Your job is to copy the data that follows exactly, every line included.
○ ○ ○ ○ ○ ○ ○
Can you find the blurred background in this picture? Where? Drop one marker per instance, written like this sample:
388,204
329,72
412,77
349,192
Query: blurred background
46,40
○ ○ ○ ○ ○ ○ ○
Solution =
Can you find the blurred background in this picture? Where? Drop one marker per instance, written like this sample:
388,204
329,72
412,77
349,192
Query: blurred background
46,40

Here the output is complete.